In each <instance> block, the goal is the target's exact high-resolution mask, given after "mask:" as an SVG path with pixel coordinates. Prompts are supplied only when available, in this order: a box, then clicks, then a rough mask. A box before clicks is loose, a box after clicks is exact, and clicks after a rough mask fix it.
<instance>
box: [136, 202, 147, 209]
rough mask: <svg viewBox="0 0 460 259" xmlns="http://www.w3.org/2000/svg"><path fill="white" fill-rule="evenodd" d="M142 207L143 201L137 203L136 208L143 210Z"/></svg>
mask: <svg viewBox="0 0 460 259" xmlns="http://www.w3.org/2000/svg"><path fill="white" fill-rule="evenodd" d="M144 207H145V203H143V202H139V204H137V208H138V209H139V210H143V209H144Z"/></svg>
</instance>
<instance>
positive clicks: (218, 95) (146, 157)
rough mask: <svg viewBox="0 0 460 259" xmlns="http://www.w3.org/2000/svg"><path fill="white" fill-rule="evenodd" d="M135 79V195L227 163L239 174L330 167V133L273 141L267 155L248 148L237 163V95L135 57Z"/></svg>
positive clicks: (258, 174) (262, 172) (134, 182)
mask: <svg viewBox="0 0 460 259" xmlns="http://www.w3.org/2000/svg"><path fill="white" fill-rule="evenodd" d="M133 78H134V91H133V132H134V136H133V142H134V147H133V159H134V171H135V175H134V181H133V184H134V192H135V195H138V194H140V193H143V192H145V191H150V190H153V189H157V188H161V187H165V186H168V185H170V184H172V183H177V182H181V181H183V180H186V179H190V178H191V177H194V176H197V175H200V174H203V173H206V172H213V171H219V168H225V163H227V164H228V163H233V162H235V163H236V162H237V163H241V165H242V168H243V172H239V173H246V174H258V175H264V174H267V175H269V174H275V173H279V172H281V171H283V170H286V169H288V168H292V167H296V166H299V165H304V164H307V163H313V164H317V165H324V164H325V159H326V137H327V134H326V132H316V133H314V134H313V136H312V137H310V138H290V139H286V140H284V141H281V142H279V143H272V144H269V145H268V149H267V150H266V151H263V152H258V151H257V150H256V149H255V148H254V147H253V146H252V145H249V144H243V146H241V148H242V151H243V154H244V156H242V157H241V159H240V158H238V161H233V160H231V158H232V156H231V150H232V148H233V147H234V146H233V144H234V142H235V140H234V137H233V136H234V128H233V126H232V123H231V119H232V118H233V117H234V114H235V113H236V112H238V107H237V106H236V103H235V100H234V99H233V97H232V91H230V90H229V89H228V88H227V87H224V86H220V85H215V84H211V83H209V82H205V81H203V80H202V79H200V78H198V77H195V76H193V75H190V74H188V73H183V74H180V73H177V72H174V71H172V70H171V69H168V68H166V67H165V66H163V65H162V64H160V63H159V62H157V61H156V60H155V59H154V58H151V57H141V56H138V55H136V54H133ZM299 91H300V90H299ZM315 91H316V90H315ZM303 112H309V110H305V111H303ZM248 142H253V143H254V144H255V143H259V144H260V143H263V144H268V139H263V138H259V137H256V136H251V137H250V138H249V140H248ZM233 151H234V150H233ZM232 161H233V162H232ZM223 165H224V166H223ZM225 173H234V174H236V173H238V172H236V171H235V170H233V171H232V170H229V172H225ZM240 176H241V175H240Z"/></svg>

^^^^^^^^^^^^^^^^

Instructions for the task> All of the records should be transcribed exactly, with nothing left out.

Exercise answer>
In each <instance> block, the goal is the target's exact high-resolution mask, given after "mask:" as an SVG path with pixel coordinates. Prompts are supplied only when available, in this order: a box, then clicks, then a rough mask. A box before clicks is loose, a box after clicks is exact, and clicks after a rough mask fix it.
<instance>
box: [136, 202, 147, 209]
rough mask: <svg viewBox="0 0 460 259" xmlns="http://www.w3.org/2000/svg"><path fill="white" fill-rule="evenodd" d="M142 207L143 201L137 203L136 208L143 210Z"/></svg>
mask: <svg viewBox="0 0 460 259" xmlns="http://www.w3.org/2000/svg"><path fill="white" fill-rule="evenodd" d="M144 207H145V203H143V202H139V204H137V208H138V209H139V210H143V209H144Z"/></svg>
</instance>
<instance>
positive clicks: (218, 95) (146, 157)
rough mask: <svg viewBox="0 0 460 259" xmlns="http://www.w3.org/2000/svg"><path fill="white" fill-rule="evenodd" d="M135 79V195L227 163L239 174L330 167V133L273 141L267 155L248 148L237 163V95L135 57Z"/></svg>
positive clicks: (258, 174) (262, 172) (134, 182)
mask: <svg viewBox="0 0 460 259" xmlns="http://www.w3.org/2000/svg"><path fill="white" fill-rule="evenodd" d="M133 78H134V91H133V132H134V136H133V142H134V147H133V159H134V171H135V175H134V181H133V184H134V192H135V195H138V194H140V193H143V192H145V191H150V190H153V189H157V188H161V187H165V186H168V185H170V184H172V183H177V182H181V181H183V180H186V179H190V178H191V177H194V176H197V175H200V174H203V173H206V172H213V171H219V168H225V163H227V164H228V163H233V162H235V163H236V162H237V163H241V165H242V168H243V172H239V173H246V174H258V175H264V174H267V175H269V174H275V173H279V172H281V171H283V170H286V169H288V168H292V167H296V166H299V165H304V164H307V163H313V164H317V165H324V164H325V159H326V137H327V134H326V132H316V133H314V134H313V136H312V137H310V138H290V139H286V140H284V141H281V142H279V143H272V144H269V145H268V149H267V150H266V151H263V152H258V151H257V150H256V149H255V148H254V147H253V146H252V145H249V144H243V146H241V148H242V151H243V154H244V156H242V157H241V159H240V158H238V161H233V160H231V158H232V156H231V150H232V148H233V147H234V146H233V144H234V142H235V140H234V137H233V136H234V128H233V126H232V123H231V119H232V118H233V117H234V114H235V113H236V112H238V107H237V106H236V103H235V100H234V99H233V97H232V91H230V90H229V89H228V88H227V87H224V86H220V85H215V84H211V83H209V82H205V81H203V80H202V79H200V78H198V77H195V76H193V75H190V74H188V73H183V74H180V73H177V72H174V71H172V70H171V69H168V68H166V67H165V66H163V65H162V64H160V63H159V62H157V61H156V60H155V59H154V58H151V57H141V56H138V55H136V54H133ZM299 91H300V90H299ZM315 91H316V90H315ZM303 112H309V110H305V111H303ZM248 142H253V143H254V144H255V143H259V144H260V143H263V144H268V139H263V138H259V137H256V136H251V137H250V138H249V140H248ZM233 151H234V150H233ZM232 161H233V162H232ZM223 165H224V166H223ZM225 173H234V174H236V173H238V172H236V171H235V170H233V171H232V170H229V172H225ZM240 176H241V175H240Z"/></svg>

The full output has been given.